— begin Text excerpt —

Replacing steel and concrete with lumber/timber from trees for construction purposes is an old concept of sustainability. The manufacturing of steel and concrete is very energy intensive and the manufacturing of both currently produces a lot of carbon dioxide.

In producing steel, currently carbon, in the form of coal, is added to the molten iron ore to remove oxygen from the melt. Basically the chemical equation is iron oxides + carbon gives iron + carbon dioxide:

FexOy + C -> Fe + CO2

There are new processes to produce green steel/iron by using hydrogen instead of coal (carbon) to remove the oxygen from the melt. Such a process would produce water vapor instead of carbon dioxide.

FexOy + H2 -> Fe + H2O

Getting the hydrogen is the tricky part. Currently plans are in place to use electricity from renewables, and hydro electricity to produce hydrogen and oxygen via the electrolysis of water.

The process of manufacturing cement for concrete involves roasting limestone (CaCO3). This produces carbon dioxide.

Using lumber from trees, instead of steel and concrete, avoids the production of vast quantities of carbon dioxide. The tree plantations that were felled to produce construction lumber can eventually be replaced by replanting the forest plantation. This is a more sustainable and less environmentally damaging way of producing construction material.

— end Text excerpt —

*Written request A*.
Decide whether each statement below agrees with the text on timber construction. Answer yes or no for each, and quote the deciding words of the text.
(i) The new green steel processes use hydrogen instead of coal to remove oxygen from the melt.
(ii) Roasting limestone to manufacture cement produces water vapor.
(iii) Tree plantations felled for construction lumber can eventually be replaced by replanting.
*Written request B*. From the text on timber construction, return the passage word for word, starting at "There are new" and ending at "produces carbon dioxide.".
*Written request C*. Condense the paragraph of the text on timber construction that begins "Using lumber from trees" into a short list that keeps its main facts.

— begin Listed entries —

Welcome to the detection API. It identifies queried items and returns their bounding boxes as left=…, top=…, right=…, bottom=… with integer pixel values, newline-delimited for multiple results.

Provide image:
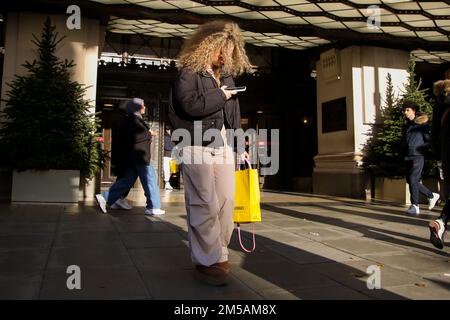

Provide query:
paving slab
left=0, top=249, right=49, bottom=281
left=140, top=269, right=261, bottom=300
left=121, top=232, right=184, bottom=249
left=129, top=245, right=193, bottom=272
left=48, top=245, right=132, bottom=268
left=54, top=230, right=122, bottom=248
left=370, top=252, right=450, bottom=276
left=326, top=238, right=403, bottom=255
left=39, top=267, right=152, bottom=300
left=266, top=241, right=361, bottom=264
left=0, top=222, right=57, bottom=235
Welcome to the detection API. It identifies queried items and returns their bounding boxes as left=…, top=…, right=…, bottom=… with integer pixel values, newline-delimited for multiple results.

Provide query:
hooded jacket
left=403, top=114, right=431, bottom=160
left=117, top=100, right=152, bottom=168
left=169, top=69, right=241, bottom=146
left=432, top=80, right=450, bottom=160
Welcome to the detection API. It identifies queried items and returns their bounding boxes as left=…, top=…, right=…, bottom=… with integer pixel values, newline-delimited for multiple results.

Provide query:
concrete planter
left=375, top=178, right=410, bottom=204
left=375, top=178, right=440, bottom=204
left=11, top=170, right=80, bottom=203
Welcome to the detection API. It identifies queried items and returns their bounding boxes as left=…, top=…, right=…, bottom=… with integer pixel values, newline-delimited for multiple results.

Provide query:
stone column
left=1, top=12, right=104, bottom=200
left=313, top=46, right=409, bottom=198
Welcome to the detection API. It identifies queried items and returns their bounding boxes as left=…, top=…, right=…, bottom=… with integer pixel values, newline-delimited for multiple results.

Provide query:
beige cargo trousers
left=182, top=128, right=235, bottom=266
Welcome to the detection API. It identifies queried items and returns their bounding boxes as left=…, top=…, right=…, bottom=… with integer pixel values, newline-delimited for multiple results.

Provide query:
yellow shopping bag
left=169, top=159, right=180, bottom=174
left=233, top=162, right=261, bottom=252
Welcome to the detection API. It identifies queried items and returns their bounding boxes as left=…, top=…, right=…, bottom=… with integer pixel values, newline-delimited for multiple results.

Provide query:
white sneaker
left=164, top=182, right=173, bottom=190
left=95, top=193, right=106, bottom=213
left=406, top=204, right=420, bottom=216
left=428, top=192, right=440, bottom=210
left=111, top=198, right=133, bottom=210
left=428, top=219, right=445, bottom=249
left=144, top=209, right=166, bottom=216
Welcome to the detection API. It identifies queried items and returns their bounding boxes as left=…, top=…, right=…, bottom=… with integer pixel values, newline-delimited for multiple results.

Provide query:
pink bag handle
left=237, top=223, right=256, bottom=253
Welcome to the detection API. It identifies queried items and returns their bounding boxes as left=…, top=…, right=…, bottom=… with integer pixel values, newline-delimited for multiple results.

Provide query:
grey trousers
left=182, top=146, right=235, bottom=266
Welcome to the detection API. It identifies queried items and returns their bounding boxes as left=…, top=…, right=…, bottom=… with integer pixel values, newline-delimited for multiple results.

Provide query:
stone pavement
left=0, top=191, right=450, bottom=300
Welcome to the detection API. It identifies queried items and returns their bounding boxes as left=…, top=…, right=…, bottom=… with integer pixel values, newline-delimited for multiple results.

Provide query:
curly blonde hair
left=178, top=20, right=253, bottom=76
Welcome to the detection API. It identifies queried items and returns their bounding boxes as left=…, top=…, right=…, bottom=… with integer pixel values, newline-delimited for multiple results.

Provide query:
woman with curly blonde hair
left=169, top=21, right=252, bottom=285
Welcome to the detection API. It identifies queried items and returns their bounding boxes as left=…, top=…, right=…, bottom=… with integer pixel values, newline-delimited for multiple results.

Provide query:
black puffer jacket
left=120, top=114, right=152, bottom=166
left=403, top=114, right=431, bottom=160
left=169, top=69, right=241, bottom=146
left=432, top=80, right=450, bottom=160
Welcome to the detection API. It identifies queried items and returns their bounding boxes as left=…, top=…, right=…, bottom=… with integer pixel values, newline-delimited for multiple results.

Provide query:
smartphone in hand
left=225, top=86, right=247, bottom=92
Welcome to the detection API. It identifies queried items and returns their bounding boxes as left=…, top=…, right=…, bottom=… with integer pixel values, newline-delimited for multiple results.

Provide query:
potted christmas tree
left=0, top=18, right=104, bottom=202
left=362, top=60, right=435, bottom=204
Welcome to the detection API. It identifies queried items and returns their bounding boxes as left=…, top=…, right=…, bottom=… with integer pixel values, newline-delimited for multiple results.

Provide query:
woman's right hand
left=220, top=86, right=237, bottom=100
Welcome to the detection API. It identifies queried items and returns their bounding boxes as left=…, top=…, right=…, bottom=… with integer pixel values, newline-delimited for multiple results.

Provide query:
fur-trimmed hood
left=433, top=80, right=450, bottom=96
left=414, top=113, right=428, bottom=124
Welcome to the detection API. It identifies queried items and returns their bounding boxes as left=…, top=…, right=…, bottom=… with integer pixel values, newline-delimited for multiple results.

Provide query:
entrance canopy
left=0, top=0, right=450, bottom=62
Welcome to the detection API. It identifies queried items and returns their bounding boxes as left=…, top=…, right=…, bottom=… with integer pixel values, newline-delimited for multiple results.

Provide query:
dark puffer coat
left=169, top=69, right=241, bottom=146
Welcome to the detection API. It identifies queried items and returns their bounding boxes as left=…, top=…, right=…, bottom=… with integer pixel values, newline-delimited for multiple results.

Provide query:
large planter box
left=375, top=178, right=440, bottom=204
left=11, top=170, right=80, bottom=203
left=375, top=178, right=411, bottom=204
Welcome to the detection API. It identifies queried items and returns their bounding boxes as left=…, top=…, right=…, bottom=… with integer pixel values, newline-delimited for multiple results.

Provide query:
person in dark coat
left=111, top=103, right=134, bottom=210
left=403, top=101, right=439, bottom=216
left=429, top=69, right=450, bottom=249
left=163, top=125, right=174, bottom=191
left=169, top=20, right=252, bottom=285
left=96, top=98, right=165, bottom=215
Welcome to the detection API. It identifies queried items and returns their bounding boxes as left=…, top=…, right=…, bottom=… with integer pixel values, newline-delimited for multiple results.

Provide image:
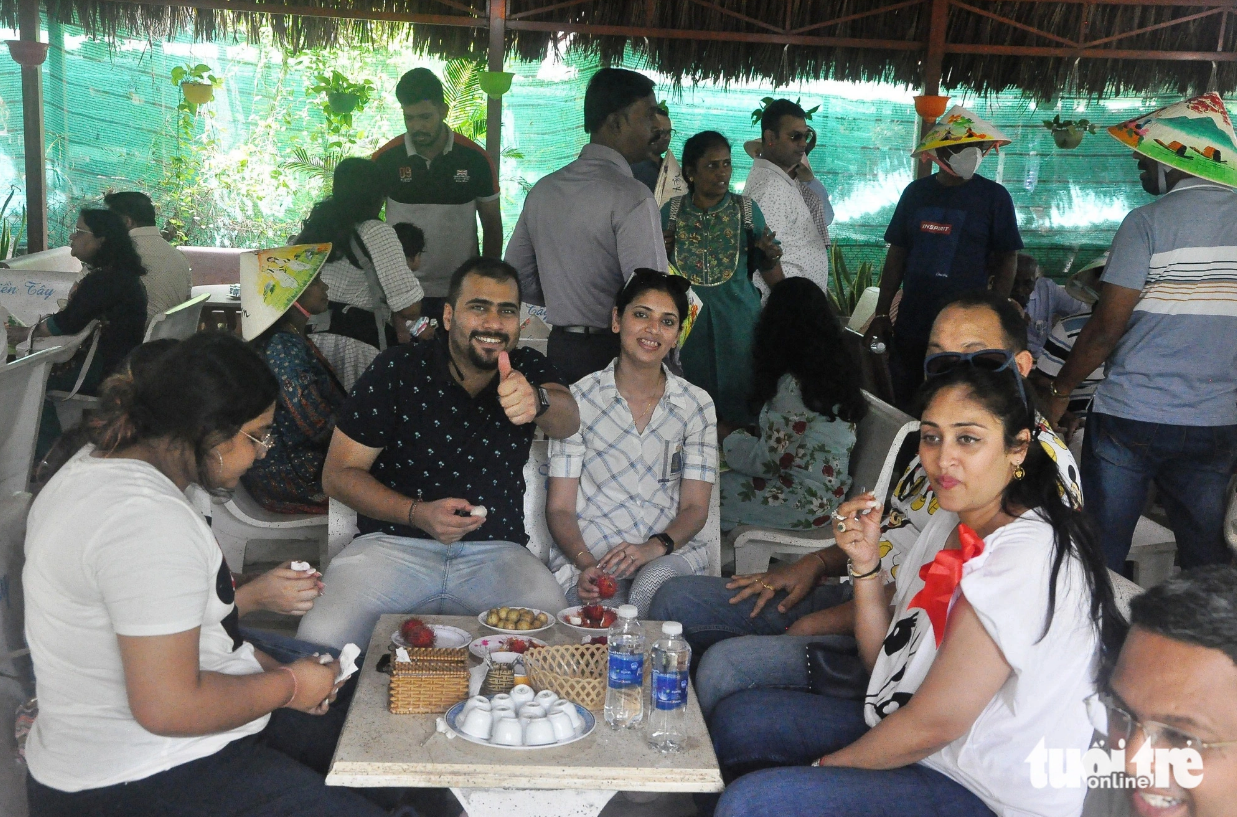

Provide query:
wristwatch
left=649, top=531, right=674, bottom=555
left=534, top=386, right=549, bottom=417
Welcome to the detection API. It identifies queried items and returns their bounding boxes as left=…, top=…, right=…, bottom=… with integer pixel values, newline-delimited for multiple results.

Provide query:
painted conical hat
left=910, top=105, right=1009, bottom=156
left=1108, top=93, right=1237, bottom=187
left=240, top=244, right=330, bottom=340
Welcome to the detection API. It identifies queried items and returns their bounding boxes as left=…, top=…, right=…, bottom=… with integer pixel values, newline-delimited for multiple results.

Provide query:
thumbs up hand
left=499, top=352, right=537, bottom=426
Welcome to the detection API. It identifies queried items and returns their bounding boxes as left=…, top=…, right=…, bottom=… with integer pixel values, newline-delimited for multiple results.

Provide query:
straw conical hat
left=240, top=244, right=330, bottom=340
left=1108, top=93, right=1237, bottom=187
left=910, top=105, right=1009, bottom=156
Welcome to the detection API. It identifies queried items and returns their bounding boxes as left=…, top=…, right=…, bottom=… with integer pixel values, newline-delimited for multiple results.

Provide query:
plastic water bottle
left=648, top=621, right=691, bottom=751
left=606, top=604, right=644, bottom=729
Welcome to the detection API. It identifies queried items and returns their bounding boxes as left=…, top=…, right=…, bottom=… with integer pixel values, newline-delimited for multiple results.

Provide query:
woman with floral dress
left=662, top=130, right=782, bottom=436
left=721, top=279, right=867, bottom=530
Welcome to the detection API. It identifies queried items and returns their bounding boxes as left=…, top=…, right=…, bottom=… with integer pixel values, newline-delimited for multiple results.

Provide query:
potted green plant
left=172, top=62, right=224, bottom=106
left=309, top=69, right=374, bottom=118
left=1044, top=114, right=1096, bottom=150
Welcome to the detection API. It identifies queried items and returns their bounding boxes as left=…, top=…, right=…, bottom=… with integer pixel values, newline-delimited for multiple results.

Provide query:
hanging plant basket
left=915, top=95, right=949, bottom=119
left=181, top=82, right=215, bottom=105
left=480, top=71, right=515, bottom=97
left=327, top=90, right=361, bottom=116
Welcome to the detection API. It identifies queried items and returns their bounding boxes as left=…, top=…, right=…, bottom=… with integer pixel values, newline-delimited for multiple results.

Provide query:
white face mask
left=945, top=145, right=983, bottom=179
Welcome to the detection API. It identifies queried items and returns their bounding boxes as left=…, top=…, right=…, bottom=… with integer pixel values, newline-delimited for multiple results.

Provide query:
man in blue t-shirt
left=867, top=106, right=1022, bottom=407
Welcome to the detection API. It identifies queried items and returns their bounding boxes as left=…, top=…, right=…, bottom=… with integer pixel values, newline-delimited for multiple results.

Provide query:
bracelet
left=846, top=560, right=881, bottom=582
left=275, top=666, right=301, bottom=709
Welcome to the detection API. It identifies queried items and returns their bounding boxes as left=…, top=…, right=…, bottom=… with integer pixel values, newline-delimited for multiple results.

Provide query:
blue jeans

— end Listed entries —

*Complete response A*.
(i) Yes: "There are new processes to produce green steel/iron by using hydrogen instead of coal (carbon) to remove the oxygen from the melt."
(ii) No: "The process of manufacturing cement for concrete involves roasting limestone (CaCO3). This produces carbon dioxide."
(iii) Yes: "The tree plantations that were felled to produce construction lumber can eventually be replaced by replanting the forest plantation."

*Complete response B*.
There are new processes to produce green steel/iron by using hydrogen instead of coal (carbon) to remove the oxygen from the melt. Such a process would produce water vapor instead of carbon dioxide.

FexOy + H2 -> Fe + H2O

Getting the hydrogen is the tricky part. Currently plans are in place to use electricity from renewables, and hydro electricity to produce hydrogen and oxygen via the electrolysis of water.

The process of manufacturing cement for concrete involves roasting limestone (CaCO3). This produces carbon dioxide.

*Complete response C*.
- Building with lumber instead of steel and concrete avoids producing vast quantities of carbon dioxide.
- Plantations felled for construction lumber can eventually be replaced by replanting.
- This is a more sustainable and less environmentally damaging way to produce construction material.